### WORK ITEM
No images, please. Copy each entry below exactly as it reads.

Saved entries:
>>>>

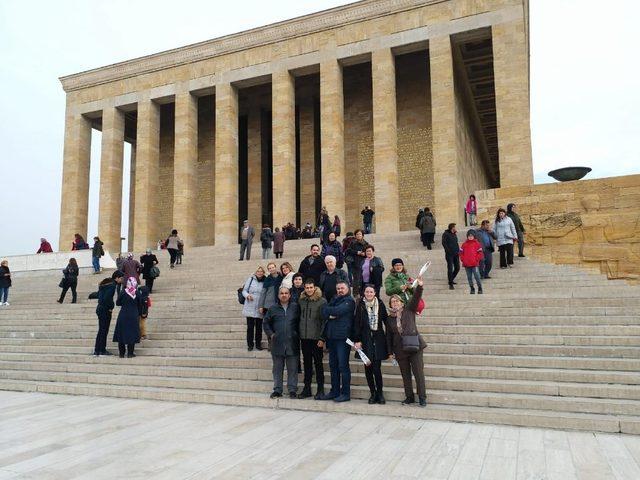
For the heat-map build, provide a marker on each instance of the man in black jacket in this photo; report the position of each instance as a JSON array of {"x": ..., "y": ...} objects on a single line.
[
  {"x": 281, "y": 324},
  {"x": 313, "y": 265},
  {"x": 451, "y": 253}
]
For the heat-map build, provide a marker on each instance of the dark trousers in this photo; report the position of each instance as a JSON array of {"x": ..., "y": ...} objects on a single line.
[
  {"x": 129, "y": 349},
  {"x": 245, "y": 247},
  {"x": 339, "y": 365},
  {"x": 254, "y": 330},
  {"x": 506, "y": 255},
  {"x": 173, "y": 254},
  {"x": 104, "y": 321},
  {"x": 413, "y": 363},
  {"x": 486, "y": 263},
  {"x": 312, "y": 357},
  {"x": 74, "y": 294},
  {"x": 520, "y": 244},
  {"x": 453, "y": 266},
  {"x": 374, "y": 376},
  {"x": 279, "y": 362}
]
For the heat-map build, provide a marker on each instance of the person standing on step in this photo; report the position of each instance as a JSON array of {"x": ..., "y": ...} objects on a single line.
[
  {"x": 471, "y": 209},
  {"x": 311, "y": 302},
  {"x": 356, "y": 250},
  {"x": 173, "y": 244},
  {"x": 333, "y": 247},
  {"x": 5, "y": 282},
  {"x": 45, "y": 247},
  {"x": 486, "y": 237},
  {"x": 266, "y": 239},
  {"x": 278, "y": 243},
  {"x": 148, "y": 261},
  {"x": 70, "y": 281},
  {"x": 252, "y": 292},
  {"x": 369, "y": 335},
  {"x": 104, "y": 309},
  {"x": 338, "y": 326},
  {"x": 406, "y": 344},
  {"x": 515, "y": 218},
  {"x": 281, "y": 326},
  {"x": 506, "y": 234},
  {"x": 330, "y": 278},
  {"x": 246, "y": 239},
  {"x": 372, "y": 269},
  {"x": 427, "y": 228},
  {"x": 397, "y": 282},
  {"x": 312, "y": 265},
  {"x": 451, "y": 253},
  {"x": 97, "y": 251},
  {"x": 127, "y": 331},
  {"x": 367, "y": 219},
  {"x": 471, "y": 256}
]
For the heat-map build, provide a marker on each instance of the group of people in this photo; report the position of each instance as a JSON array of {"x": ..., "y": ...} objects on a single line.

<<<<

### SOLUTION BELOW
For the heat-map build, provide a marker on each instance of the man in black jacket in this photo; report the position of each instance as a JSON array of {"x": ..., "y": ...} objects on a single line.
[
  {"x": 281, "y": 324},
  {"x": 313, "y": 265},
  {"x": 451, "y": 253}
]
For the heat-map build, provide a marker on each instance of the dark trousers in this photo; report the position of each instance as a JSON array of {"x": ..., "y": ...} objects on a single line.
[
  {"x": 129, "y": 349},
  {"x": 245, "y": 247},
  {"x": 339, "y": 365},
  {"x": 254, "y": 330},
  {"x": 506, "y": 255},
  {"x": 173, "y": 254},
  {"x": 104, "y": 321},
  {"x": 413, "y": 363},
  {"x": 486, "y": 263},
  {"x": 312, "y": 357},
  {"x": 74, "y": 294},
  {"x": 520, "y": 244},
  {"x": 453, "y": 266},
  {"x": 374, "y": 376},
  {"x": 279, "y": 362}
]
For the heat-map build, provide a marker on each instance of the person standing on step in this photo; report the position of each instance as a JSON array of {"x": ..., "y": ...} objects on a single line.
[
  {"x": 471, "y": 209},
  {"x": 311, "y": 302},
  {"x": 356, "y": 250},
  {"x": 173, "y": 244},
  {"x": 333, "y": 247},
  {"x": 5, "y": 282},
  {"x": 45, "y": 247},
  {"x": 486, "y": 237},
  {"x": 266, "y": 239},
  {"x": 278, "y": 243},
  {"x": 148, "y": 261},
  {"x": 70, "y": 281},
  {"x": 252, "y": 292},
  {"x": 369, "y": 335},
  {"x": 104, "y": 309},
  {"x": 338, "y": 326},
  {"x": 406, "y": 344},
  {"x": 515, "y": 218},
  {"x": 281, "y": 326},
  {"x": 506, "y": 234},
  {"x": 330, "y": 278},
  {"x": 246, "y": 239},
  {"x": 372, "y": 269},
  {"x": 427, "y": 228},
  {"x": 397, "y": 282},
  {"x": 312, "y": 265},
  {"x": 451, "y": 253},
  {"x": 97, "y": 251},
  {"x": 127, "y": 331},
  {"x": 367, "y": 219},
  {"x": 471, "y": 256}
]
For the heat-map build, provide a marker on each instance of the group of people in this photo; report the position of each instance as a JSON array of {"x": ..., "y": ...} objects on a single line.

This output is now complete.